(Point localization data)
-=-=-=-=-

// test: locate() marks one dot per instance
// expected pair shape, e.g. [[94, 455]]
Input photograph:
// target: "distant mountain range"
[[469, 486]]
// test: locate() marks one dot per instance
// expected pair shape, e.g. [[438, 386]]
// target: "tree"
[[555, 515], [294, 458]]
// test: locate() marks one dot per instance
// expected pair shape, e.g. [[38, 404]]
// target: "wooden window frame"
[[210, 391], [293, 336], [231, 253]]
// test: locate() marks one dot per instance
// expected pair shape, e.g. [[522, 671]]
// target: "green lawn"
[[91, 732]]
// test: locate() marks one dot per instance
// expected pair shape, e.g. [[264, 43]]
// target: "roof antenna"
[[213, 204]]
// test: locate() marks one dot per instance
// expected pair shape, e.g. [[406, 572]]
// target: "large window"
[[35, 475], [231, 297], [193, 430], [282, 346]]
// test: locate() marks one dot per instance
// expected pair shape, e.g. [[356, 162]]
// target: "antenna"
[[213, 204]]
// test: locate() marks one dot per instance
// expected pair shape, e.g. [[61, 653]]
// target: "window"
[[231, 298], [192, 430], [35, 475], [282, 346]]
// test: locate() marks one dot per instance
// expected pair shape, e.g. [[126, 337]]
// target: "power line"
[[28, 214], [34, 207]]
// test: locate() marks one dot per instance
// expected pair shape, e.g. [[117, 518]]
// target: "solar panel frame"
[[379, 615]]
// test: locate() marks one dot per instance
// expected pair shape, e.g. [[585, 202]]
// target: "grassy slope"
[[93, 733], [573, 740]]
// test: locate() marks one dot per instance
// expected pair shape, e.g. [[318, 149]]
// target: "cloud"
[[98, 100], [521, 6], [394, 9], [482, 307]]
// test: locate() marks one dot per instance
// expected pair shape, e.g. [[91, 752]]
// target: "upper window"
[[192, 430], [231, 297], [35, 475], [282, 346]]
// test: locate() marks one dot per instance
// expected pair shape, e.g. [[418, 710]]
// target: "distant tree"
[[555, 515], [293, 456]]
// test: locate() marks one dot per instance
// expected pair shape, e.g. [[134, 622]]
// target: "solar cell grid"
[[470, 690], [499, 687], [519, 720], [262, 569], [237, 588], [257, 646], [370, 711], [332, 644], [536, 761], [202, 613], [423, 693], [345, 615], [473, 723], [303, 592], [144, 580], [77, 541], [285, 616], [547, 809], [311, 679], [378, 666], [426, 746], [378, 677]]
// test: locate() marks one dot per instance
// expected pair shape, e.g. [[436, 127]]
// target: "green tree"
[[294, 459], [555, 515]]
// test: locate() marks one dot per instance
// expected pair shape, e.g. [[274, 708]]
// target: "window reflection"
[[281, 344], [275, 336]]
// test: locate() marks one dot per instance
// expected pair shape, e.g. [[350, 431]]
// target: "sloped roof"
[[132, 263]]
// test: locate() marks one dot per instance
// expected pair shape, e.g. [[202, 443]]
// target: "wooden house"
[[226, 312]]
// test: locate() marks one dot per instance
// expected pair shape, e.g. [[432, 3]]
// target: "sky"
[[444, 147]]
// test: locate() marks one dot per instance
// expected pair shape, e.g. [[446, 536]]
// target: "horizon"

-=-=-=-=-

Your goal: Print each record word for word.

Answer area:
// test: locate() marks one dot per instance
// expected pair shape, e.g. [[94, 455]]
Input photograph:
// target: "distant mountain range"
[[469, 486]]
// test: locate() marks one dot per instance
// expected pair shape, e.g. [[438, 386]]
// target: "tree"
[[555, 515], [294, 458]]
// test: locate() marks one dot per instance
// expected pair shape, e.g. [[38, 404]]
// target: "wooden window frame"
[[210, 391], [293, 336], [231, 253]]
// test: locate() marks one dot per instance
// expected pair shape, e.g. [[522, 671]]
// target: "green lawn"
[[91, 732]]
// test: locate() marks one dot per instance
// expected pair shape, e.g. [[264, 43]]
// target: "roof antenna"
[[213, 204]]
// test: locate() marks one dot per instance
// expected pair shape, e.g. [[406, 572]]
// target: "large window"
[[35, 475], [231, 297], [193, 430], [282, 346]]
// test: locate() marks one dot per instance
// expected pair shape, e.g. [[356, 162]]
// target: "antenna"
[[213, 204]]
// test: locate() marks one dot per instance
// expected pair shape, e.g. [[61, 653]]
// target: "window"
[[231, 298], [192, 430], [35, 475], [282, 346]]
// test: locate() marks one dot per instance
// expected pair shape, e.g. [[126, 337]]
// target: "power line"
[[28, 214], [34, 207]]
// test: locate() marks one dot per instance
// expected pair shape, e.g. [[117, 518]]
// target: "solar panel frame"
[[379, 615]]
// test: locate() marks one dot per instance
// expected pair shape, e.g. [[585, 202]]
// target: "grassy slope"
[[93, 733], [573, 740]]
// test: locate() marks one dot per instance
// expected pair shape, e.g. [[318, 149]]
// target: "cloud"
[[98, 100], [521, 6], [394, 9], [482, 307]]
// test: locate() marks one dot per instance
// expected pair shape, e.g. [[91, 752]]
// target: "upper window"
[[192, 430], [231, 297], [35, 475], [282, 346]]
// test: locate() marks one dot per instance
// expected pair shape, e.g. [[418, 710]]
// target: "distant tree"
[[555, 515], [293, 456]]
// test: locate() marks one dot per instance
// expected pair shape, e.g. [[134, 622]]
// target: "solar cell grid"
[[470, 690], [499, 687], [519, 720], [262, 569], [237, 588], [257, 646], [370, 711], [332, 644], [536, 761], [202, 613], [423, 693], [345, 615], [473, 723], [303, 592], [144, 580], [77, 541], [285, 616], [547, 809], [311, 679], [378, 666], [426, 746], [378, 677]]
// test: locate() marks one dot per instance
// expected pair shape, e.g. [[436, 127]]
// target: "green tree"
[[294, 459], [555, 515]]
// test: locate() marks one dot per instance
// expected pair shape, e.g. [[274, 708]]
// target: "window reflection"
[[281, 344], [275, 336]]
// test: locate() marks one dot per instance
// expected pair shape, e.g. [[350, 431]]
// target: "sloped roof"
[[132, 263]]
// test: locate() marks one dot per instance
// expected pair shape, e.g. [[202, 443]]
// target: "wooden house"
[[226, 312]]
// test: locate() marks one dot per instance
// expected pair shape, e.g. [[432, 3]]
// target: "sky"
[[444, 147]]
// test: locate() marks one dot per instance
// expected pair shape, e.g. [[446, 536]]
// target: "horizon"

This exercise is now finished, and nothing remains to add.